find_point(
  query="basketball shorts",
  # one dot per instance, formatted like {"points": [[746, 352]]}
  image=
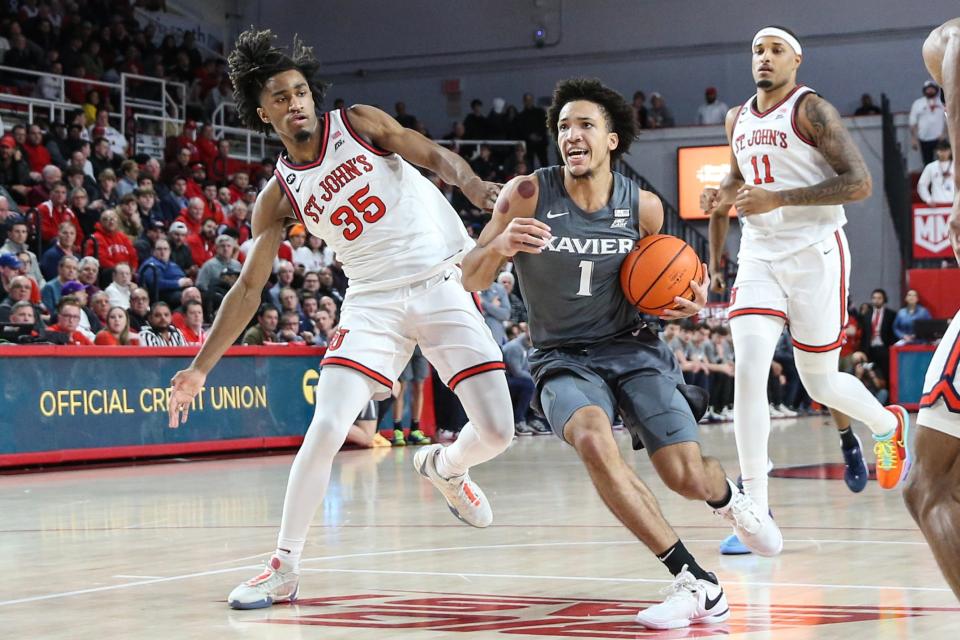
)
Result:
{"points": [[940, 403], [418, 369], [379, 330], [808, 289], [635, 375]]}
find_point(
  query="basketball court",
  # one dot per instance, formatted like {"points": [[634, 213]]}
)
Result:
{"points": [[151, 551]]}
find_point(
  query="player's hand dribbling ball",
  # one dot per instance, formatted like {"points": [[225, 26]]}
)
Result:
{"points": [[663, 276]]}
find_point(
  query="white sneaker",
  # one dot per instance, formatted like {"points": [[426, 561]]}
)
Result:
{"points": [[689, 601], [786, 411], [755, 528], [464, 498], [272, 586]]}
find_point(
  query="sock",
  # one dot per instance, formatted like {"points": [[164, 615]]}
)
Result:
{"points": [[677, 557], [848, 439], [725, 500]]}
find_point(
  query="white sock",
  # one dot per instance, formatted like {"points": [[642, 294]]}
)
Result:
{"points": [[486, 400]]}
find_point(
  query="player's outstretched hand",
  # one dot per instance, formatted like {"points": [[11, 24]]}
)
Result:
{"points": [[754, 200], [184, 388], [709, 199], [482, 194], [686, 308], [528, 235]]}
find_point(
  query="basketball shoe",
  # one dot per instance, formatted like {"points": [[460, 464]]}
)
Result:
{"points": [[689, 601], [753, 527], [893, 451], [464, 498], [273, 585]]}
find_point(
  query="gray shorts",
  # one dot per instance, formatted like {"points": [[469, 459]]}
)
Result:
{"points": [[636, 376], [417, 369]]}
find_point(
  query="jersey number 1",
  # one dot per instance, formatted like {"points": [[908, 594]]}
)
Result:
{"points": [[768, 177], [370, 208]]}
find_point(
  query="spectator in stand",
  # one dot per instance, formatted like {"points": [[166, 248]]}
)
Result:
{"points": [[110, 245], [927, 121], [878, 333], [16, 243], [120, 290], [179, 251], [69, 313], [226, 248], [190, 323], [14, 170], [867, 108], [128, 217], [532, 129], [139, 311], [936, 184], [906, 317], [54, 212], [660, 115], [66, 245], [158, 274], [712, 111], [161, 332], [129, 170], [405, 119], [496, 310], [475, 124], [88, 274], [116, 331], [266, 328], [36, 151], [203, 246]]}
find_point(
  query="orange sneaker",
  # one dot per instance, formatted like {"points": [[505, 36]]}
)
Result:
{"points": [[893, 452]]}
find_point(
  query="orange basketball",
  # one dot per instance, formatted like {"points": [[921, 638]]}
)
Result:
{"points": [[657, 270]]}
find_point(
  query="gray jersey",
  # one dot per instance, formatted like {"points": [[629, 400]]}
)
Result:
{"points": [[572, 289]]}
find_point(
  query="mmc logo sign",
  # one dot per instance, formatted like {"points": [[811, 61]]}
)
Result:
{"points": [[931, 232]]}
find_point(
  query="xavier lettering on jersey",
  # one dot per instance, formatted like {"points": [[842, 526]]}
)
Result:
{"points": [[591, 246], [761, 137]]}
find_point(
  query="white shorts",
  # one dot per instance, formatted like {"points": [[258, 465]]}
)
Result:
{"points": [[379, 329], [808, 289], [940, 403]]}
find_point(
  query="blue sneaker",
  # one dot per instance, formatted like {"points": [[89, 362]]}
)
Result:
{"points": [[731, 546], [855, 474]]}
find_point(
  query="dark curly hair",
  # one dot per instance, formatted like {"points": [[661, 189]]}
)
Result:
{"points": [[617, 112], [255, 59]]}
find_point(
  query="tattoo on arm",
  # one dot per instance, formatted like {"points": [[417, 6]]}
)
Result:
{"points": [[852, 181]]}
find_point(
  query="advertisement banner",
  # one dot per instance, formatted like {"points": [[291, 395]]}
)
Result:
{"points": [[930, 232]]}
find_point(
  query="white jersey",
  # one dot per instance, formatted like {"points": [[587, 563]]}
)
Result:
{"points": [[388, 224], [773, 154]]}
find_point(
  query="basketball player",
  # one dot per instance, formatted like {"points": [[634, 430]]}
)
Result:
{"points": [[793, 165], [568, 229], [932, 492], [345, 176]]}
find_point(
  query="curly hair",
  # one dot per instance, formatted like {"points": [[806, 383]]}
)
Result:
{"points": [[617, 112], [255, 59]]}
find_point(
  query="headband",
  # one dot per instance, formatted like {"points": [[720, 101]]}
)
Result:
{"points": [[779, 33]]}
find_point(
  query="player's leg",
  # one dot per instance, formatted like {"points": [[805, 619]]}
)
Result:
{"points": [[817, 280], [341, 395], [581, 411], [855, 472]]}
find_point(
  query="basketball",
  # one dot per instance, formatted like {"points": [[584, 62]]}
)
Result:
{"points": [[658, 269]]}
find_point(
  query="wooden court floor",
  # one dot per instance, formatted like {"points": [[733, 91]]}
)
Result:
{"points": [[151, 551]]}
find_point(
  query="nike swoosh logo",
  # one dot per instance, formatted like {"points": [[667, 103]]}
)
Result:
{"points": [[711, 603]]}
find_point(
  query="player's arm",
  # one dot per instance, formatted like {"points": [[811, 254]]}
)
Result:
{"points": [[511, 229], [821, 122], [941, 54], [717, 202], [388, 134], [270, 213]]}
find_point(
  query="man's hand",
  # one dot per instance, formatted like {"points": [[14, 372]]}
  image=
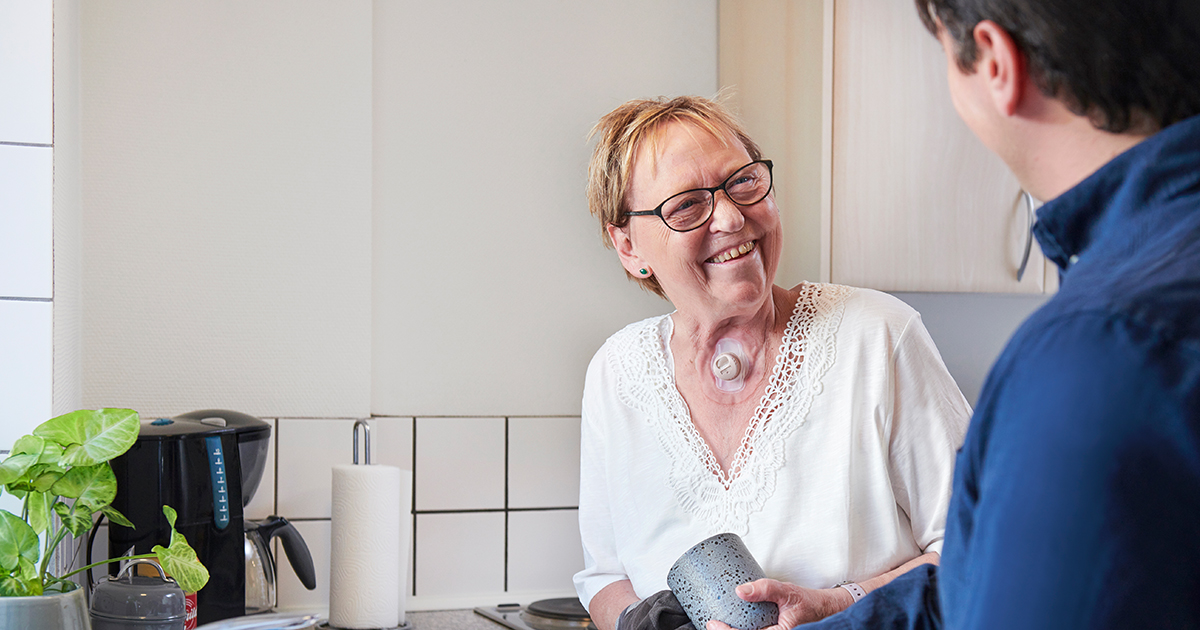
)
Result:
{"points": [[797, 605]]}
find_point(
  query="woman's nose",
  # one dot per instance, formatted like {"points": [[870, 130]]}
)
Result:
{"points": [[726, 215]]}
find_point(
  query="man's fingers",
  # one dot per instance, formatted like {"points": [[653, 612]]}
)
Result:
{"points": [[759, 591]]}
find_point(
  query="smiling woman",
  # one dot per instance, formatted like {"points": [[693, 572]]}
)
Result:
{"points": [[817, 423]]}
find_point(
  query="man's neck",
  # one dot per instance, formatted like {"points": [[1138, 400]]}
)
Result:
{"points": [[1056, 149]]}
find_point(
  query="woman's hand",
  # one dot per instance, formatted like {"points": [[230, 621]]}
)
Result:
{"points": [[797, 605]]}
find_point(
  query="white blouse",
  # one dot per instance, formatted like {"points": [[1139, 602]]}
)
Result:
{"points": [[844, 473]]}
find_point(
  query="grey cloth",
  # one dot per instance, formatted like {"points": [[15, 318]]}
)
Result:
{"points": [[660, 611]]}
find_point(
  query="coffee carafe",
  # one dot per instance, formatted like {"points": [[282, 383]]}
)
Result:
{"points": [[205, 465], [261, 570]]}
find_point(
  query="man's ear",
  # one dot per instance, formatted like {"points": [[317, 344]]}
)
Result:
{"points": [[623, 243], [1002, 66]]}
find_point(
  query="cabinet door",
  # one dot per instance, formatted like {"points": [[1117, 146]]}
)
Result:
{"points": [[918, 203]]}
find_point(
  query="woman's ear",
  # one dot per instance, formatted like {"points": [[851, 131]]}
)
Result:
{"points": [[1002, 66], [623, 241]]}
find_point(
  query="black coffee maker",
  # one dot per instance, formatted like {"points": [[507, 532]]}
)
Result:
{"points": [[205, 465]]}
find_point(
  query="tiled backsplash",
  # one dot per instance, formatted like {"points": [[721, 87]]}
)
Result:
{"points": [[495, 504]]}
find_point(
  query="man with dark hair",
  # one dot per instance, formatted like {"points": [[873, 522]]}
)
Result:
{"points": [[1077, 493]]}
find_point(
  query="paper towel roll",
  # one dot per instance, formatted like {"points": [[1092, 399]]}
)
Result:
{"points": [[367, 552]]}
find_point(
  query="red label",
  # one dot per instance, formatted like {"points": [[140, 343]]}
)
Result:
{"points": [[190, 607]]}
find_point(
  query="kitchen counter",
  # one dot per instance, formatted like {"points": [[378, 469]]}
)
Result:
{"points": [[459, 619]]}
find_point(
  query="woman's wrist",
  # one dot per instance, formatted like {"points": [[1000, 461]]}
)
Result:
{"points": [[837, 600]]}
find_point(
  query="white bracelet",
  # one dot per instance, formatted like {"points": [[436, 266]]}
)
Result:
{"points": [[855, 591]]}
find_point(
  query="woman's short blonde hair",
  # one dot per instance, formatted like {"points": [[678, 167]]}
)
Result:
{"points": [[622, 133]]}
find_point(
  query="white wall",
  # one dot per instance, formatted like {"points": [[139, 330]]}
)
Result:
{"points": [[491, 287], [227, 207], [971, 329]]}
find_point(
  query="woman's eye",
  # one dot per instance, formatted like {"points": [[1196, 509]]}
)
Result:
{"points": [[742, 181]]}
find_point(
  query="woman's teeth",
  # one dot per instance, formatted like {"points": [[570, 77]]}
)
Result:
{"points": [[737, 252]]}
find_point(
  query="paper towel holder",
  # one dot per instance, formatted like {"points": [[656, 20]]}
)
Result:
{"points": [[366, 439]]}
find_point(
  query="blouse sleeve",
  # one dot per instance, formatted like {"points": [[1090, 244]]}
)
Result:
{"points": [[929, 419], [601, 567]]}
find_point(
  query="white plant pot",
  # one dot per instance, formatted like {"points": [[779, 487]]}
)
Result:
{"points": [[60, 611]]}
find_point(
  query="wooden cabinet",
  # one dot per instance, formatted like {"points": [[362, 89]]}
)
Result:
{"points": [[910, 199]]}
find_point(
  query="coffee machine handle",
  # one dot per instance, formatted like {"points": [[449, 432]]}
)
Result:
{"points": [[293, 546]]}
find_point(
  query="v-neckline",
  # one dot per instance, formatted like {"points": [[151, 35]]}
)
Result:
{"points": [[774, 388]]}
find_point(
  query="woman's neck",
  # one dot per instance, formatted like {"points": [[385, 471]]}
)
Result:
{"points": [[754, 334]]}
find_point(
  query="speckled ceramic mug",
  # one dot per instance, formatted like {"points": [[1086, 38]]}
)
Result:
{"points": [[705, 579]]}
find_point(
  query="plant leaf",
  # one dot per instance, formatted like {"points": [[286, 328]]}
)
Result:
{"points": [[117, 517], [17, 541], [13, 587], [16, 466], [77, 523], [179, 559], [48, 453], [45, 481], [40, 510], [100, 435], [29, 445], [66, 429], [91, 486]]}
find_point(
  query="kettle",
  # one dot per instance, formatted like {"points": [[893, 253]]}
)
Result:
{"points": [[261, 571]]}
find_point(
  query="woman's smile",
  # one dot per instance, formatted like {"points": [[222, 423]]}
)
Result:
{"points": [[733, 252]]}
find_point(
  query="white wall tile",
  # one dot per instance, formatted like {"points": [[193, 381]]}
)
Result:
{"points": [[27, 221], [460, 553], [307, 451], [545, 551], [289, 592], [544, 462], [25, 367], [460, 463], [310, 448], [263, 504], [27, 75], [391, 442]]}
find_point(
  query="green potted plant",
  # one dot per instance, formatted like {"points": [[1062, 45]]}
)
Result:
{"points": [[61, 469]]}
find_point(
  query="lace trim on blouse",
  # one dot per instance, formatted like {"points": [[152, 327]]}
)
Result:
{"points": [[646, 383]]}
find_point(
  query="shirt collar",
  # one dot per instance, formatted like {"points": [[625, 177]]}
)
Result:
{"points": [[1153, 169]]}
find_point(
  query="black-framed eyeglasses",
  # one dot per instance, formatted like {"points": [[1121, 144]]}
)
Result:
{"points": [[691, 209]]}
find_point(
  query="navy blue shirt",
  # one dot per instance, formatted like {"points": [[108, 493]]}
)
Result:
{"points": [[1077, 491]]}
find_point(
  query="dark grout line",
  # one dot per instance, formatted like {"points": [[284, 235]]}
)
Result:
{"points": [[414, 507], [41, 145], [505, 504]]}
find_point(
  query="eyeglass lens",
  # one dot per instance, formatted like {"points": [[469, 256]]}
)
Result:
{"points": [[689, 209]]}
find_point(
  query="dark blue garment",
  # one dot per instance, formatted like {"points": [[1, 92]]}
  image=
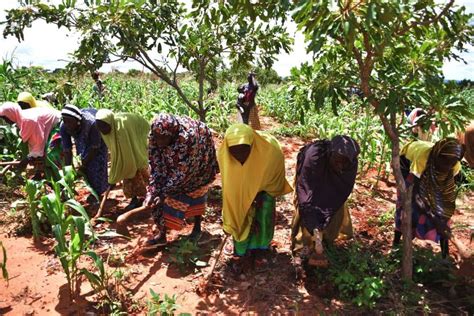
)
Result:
{"points": [[89, 138]]}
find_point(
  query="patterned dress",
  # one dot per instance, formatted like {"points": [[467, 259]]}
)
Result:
{"points": [[89, 138], [180, 173]]}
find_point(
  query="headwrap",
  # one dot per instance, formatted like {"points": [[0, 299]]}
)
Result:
{"points": [[415, 115], [28, 98], [35, 124], [127, 142], [185, 165], [345, 146], [438, 189], [264, 170], [72, 111], [165, 124], [418, 152], [320, 190]]}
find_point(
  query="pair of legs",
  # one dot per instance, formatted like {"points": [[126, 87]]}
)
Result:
{"points": [[160, 238], [309, 245], [173, 212], [443, 242], [135, 188]]}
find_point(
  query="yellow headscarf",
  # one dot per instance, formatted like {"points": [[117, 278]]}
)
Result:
{"points": [[418, 153], [127, 142], [30, 99], [264, 170]]}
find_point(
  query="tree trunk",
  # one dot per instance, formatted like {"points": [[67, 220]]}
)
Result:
{"points": [[202, 115]]}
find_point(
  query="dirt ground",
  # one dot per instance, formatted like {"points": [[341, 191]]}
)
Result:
{"points": [[37, 284]]}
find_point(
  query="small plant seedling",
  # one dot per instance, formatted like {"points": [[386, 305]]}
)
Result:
{"points": [[161, 306]]}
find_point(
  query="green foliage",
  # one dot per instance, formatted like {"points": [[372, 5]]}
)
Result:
{"points": [[392, 51], [360, 276], [73, 234], [34, 189], [3, 264], [106, 284], [185, 254], [161, 306], [193, 38], [11, 145]]}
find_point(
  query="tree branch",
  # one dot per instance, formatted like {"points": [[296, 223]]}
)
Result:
{"points": [[427, 22]]}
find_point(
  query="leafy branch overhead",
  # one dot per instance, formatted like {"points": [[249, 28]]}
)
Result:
{"points": [[163, 36], [392, 50]]}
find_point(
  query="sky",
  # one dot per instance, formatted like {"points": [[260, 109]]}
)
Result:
{"points": [[47, 46]]}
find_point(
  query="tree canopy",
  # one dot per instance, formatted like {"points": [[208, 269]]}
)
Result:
{"points": [[393, 51], [164, 36]]}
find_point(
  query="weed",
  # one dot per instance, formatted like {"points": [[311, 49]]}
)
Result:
{"points": [[161, 306], [186, 253], [3, 264]]}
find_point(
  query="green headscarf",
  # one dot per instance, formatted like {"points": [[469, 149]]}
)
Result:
{"points": [[127, 142]]}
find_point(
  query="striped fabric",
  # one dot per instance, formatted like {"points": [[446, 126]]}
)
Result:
{"points": [[179, 207]]}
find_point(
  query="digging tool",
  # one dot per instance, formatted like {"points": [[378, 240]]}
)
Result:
{"points": [[9, 163], [216, 260], [102, 203], [122, 219], [126, 216]]}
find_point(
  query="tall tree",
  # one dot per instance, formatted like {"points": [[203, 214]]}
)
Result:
{"points": [[393, 51], [165, 36]]}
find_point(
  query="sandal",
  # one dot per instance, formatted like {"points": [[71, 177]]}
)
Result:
{"points": [[195, 236], [157, 241], [229, 249]]}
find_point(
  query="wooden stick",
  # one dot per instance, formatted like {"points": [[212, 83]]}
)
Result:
{"points": [[463, 250], [221, 247], [126, 216], [102, 203], [5, 170], [9, 163]]}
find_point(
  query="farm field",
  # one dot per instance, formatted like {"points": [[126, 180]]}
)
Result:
{"points": [[367, 263], [380, 75]]}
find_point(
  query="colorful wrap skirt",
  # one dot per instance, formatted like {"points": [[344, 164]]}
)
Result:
{"points": [[263, 226], [174, 210]]}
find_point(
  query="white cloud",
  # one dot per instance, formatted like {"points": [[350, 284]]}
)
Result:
{"points": [[47, 46]]}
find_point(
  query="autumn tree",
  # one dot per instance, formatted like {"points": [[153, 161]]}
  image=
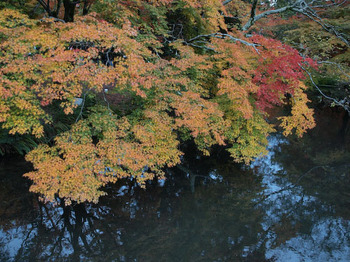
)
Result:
{"points": [[183, 73]]}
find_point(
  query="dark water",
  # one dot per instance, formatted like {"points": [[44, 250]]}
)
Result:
{"points": [[292, 205]]}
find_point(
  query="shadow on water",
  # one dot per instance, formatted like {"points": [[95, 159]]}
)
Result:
{"points": [[292, 205]]}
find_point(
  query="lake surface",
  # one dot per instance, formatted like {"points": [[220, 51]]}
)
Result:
{"points": [[291, 205]]}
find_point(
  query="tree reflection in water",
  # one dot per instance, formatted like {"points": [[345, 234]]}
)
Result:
{"points": [[280, 208]]}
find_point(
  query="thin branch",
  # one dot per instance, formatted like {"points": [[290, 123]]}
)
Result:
{"points": [[339, 103], [226, 2], [222, 36], [336, 64], [82, 107], [264, 14]]}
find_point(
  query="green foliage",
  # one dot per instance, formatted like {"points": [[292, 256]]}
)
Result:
{"points": [[108, 104]]}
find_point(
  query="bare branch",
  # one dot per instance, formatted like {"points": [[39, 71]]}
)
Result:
{"points": [[341, 103], [336, 64], [226, 2], [221, 35], [255, 18]]}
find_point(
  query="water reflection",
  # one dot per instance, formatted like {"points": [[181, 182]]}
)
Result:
{"points": [[284, 207]]}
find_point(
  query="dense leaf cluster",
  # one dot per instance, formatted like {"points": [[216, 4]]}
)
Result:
{"points": [[136, 80]]}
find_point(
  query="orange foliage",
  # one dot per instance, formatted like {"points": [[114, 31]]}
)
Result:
{"points": [[211, 97]]}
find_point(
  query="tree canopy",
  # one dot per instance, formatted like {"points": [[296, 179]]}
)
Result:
{"points": [[114, 92]]}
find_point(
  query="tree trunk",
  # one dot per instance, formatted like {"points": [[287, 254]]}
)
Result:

[WHAT YOU HAVE TO DO] Given the word "wall", show every line of the records that contains it.

[ANSWER SPACE]
  query="white wall",
  query="white wall tile",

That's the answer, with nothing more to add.